● **Énoncé**
Comptez les lignes du matériel ci-dessous qui contiennent la chaîne « shaft ». Donnez seulement ce nombre.

- - - -

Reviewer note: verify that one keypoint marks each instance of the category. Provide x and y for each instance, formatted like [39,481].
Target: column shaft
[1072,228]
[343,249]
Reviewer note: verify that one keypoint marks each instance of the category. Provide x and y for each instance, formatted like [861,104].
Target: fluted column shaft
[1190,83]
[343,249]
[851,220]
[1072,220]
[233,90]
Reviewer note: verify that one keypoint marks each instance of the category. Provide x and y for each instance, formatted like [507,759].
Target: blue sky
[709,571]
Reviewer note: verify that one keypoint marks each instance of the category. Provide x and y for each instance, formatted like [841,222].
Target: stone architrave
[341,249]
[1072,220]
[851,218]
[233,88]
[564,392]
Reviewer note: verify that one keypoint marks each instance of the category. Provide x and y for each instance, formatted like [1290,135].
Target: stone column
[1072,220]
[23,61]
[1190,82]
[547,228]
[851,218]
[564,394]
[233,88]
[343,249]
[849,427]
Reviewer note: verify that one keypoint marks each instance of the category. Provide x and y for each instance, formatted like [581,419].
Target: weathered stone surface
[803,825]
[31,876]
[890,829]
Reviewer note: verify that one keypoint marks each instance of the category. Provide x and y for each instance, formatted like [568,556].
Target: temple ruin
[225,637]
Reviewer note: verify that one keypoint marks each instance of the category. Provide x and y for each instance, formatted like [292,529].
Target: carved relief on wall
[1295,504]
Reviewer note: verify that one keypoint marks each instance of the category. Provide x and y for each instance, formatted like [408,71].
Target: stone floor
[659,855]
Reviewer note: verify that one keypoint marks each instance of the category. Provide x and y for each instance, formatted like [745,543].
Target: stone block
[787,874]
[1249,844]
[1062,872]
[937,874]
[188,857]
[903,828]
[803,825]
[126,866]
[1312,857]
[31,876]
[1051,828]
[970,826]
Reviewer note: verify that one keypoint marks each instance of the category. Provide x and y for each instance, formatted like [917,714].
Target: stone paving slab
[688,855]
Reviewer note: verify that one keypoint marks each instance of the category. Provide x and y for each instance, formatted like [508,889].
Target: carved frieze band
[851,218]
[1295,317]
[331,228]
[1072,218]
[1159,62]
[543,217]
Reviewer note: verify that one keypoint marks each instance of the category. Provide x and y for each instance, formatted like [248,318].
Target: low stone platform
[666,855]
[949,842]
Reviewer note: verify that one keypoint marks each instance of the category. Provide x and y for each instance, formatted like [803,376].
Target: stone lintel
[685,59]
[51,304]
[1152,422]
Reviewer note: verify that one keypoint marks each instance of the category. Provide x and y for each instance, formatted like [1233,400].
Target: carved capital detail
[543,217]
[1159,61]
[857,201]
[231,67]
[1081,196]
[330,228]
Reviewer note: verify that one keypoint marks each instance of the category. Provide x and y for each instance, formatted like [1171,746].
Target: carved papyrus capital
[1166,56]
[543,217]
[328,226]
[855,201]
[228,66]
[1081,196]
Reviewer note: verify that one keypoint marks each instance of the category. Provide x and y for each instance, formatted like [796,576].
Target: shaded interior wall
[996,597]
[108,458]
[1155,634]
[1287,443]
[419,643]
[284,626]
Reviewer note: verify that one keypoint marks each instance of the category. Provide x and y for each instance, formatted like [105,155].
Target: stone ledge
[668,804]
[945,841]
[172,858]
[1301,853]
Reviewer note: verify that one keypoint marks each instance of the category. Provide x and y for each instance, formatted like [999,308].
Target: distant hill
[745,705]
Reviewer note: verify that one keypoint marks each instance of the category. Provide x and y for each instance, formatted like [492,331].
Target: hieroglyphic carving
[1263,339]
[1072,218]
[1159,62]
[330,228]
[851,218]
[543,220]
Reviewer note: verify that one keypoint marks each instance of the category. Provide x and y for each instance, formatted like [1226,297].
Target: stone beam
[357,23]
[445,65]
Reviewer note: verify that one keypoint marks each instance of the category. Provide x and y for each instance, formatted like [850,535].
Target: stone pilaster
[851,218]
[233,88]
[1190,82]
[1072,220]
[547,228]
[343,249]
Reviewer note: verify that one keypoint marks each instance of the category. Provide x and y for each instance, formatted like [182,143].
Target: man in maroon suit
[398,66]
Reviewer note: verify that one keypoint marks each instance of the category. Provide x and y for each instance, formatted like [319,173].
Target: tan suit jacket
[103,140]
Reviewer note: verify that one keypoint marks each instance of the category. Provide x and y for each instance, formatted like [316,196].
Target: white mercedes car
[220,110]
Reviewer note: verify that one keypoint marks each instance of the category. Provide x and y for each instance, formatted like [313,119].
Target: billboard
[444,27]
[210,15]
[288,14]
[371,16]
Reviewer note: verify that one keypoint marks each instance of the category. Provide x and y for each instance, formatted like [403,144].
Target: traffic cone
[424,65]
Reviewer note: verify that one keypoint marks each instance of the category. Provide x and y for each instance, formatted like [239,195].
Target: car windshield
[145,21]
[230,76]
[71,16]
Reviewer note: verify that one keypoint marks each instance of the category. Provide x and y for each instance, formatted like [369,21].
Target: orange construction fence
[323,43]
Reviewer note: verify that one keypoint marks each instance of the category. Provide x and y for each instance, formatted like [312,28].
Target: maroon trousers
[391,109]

- - - -

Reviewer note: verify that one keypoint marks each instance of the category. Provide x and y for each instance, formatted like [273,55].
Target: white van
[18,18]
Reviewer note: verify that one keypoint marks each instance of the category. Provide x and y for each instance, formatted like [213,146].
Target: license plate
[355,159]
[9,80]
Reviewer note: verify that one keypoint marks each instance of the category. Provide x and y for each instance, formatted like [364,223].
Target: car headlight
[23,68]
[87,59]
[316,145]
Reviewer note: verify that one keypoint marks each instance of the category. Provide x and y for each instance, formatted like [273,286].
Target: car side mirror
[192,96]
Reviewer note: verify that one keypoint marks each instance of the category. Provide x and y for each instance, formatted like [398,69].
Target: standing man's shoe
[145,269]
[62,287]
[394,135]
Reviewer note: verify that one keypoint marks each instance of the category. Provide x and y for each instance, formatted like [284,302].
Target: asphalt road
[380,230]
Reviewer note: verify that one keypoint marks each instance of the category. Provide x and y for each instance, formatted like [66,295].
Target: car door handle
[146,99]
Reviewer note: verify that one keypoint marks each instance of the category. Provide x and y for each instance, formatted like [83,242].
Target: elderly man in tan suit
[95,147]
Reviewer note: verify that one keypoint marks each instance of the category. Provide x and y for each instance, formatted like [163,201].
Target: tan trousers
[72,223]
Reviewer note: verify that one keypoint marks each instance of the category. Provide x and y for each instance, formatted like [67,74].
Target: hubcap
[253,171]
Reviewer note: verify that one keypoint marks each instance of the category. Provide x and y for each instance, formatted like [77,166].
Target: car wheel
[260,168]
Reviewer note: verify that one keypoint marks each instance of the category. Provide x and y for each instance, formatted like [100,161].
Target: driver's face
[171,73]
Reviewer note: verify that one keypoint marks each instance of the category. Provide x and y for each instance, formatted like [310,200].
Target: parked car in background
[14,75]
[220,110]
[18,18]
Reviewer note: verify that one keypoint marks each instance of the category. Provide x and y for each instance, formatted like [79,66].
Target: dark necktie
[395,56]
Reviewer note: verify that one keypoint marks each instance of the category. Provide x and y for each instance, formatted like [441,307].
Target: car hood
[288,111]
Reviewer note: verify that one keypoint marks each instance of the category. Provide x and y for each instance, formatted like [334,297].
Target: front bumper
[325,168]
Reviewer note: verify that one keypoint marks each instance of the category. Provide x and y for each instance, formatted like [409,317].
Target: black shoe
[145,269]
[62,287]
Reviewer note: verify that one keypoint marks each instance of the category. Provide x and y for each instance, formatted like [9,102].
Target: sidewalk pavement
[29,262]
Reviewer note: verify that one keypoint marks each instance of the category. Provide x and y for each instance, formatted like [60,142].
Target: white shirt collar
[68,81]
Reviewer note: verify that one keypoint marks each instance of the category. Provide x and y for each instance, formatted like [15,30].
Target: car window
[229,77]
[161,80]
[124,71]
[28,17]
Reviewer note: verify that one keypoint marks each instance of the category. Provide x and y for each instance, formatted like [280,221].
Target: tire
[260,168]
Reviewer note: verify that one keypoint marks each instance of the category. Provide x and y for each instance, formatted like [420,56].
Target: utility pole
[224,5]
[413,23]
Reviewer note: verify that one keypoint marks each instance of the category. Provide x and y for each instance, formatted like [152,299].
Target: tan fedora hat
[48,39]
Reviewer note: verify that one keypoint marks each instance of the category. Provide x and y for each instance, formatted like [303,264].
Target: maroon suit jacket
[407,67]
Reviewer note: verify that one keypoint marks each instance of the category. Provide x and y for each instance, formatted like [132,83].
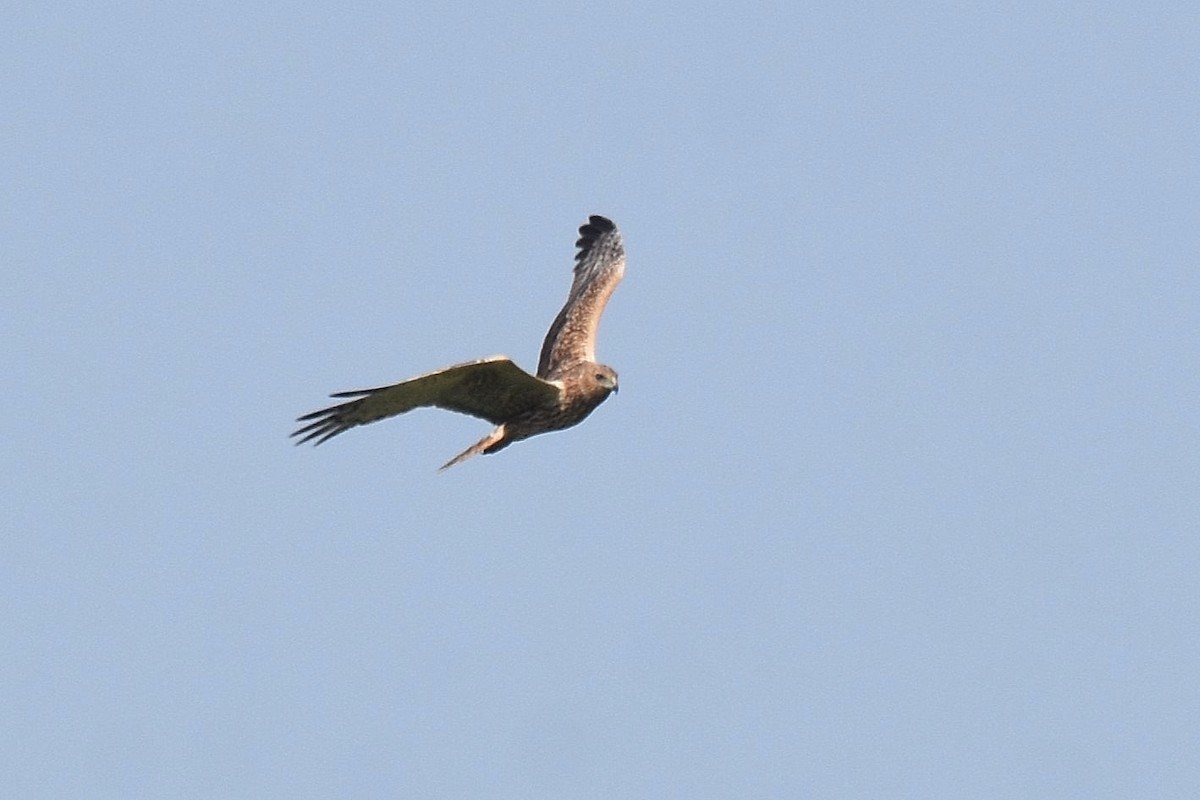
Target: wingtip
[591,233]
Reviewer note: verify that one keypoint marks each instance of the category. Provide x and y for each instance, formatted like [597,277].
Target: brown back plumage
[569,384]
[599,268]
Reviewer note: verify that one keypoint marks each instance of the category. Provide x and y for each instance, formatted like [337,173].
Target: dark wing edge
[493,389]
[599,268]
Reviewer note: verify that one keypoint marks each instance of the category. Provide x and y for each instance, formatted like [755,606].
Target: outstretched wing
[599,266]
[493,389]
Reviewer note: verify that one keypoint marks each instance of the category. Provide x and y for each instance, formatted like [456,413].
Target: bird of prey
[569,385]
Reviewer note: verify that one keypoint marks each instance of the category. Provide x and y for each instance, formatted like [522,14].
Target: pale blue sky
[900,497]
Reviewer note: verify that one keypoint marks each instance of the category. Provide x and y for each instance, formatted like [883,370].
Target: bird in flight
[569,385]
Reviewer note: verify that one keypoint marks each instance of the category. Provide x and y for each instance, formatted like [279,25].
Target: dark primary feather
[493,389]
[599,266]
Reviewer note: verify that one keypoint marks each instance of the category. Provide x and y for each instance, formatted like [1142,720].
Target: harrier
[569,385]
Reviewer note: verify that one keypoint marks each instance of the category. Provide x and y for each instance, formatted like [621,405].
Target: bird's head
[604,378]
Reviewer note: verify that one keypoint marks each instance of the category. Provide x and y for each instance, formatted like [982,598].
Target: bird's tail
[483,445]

- - - -

● **Tâche accomplie**
2